Segment Start: Input material

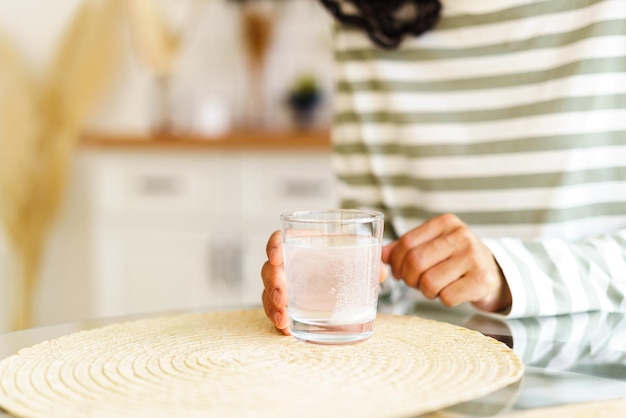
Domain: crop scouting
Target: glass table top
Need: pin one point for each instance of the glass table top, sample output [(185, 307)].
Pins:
[(568, 359)]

Segment End: Input material

The problem —
Lines above that have "glass": copy each of them.

Your solution —
Target: glass table top
Need: pin one point for each instance of the glass table top, sample output [(185, 307)].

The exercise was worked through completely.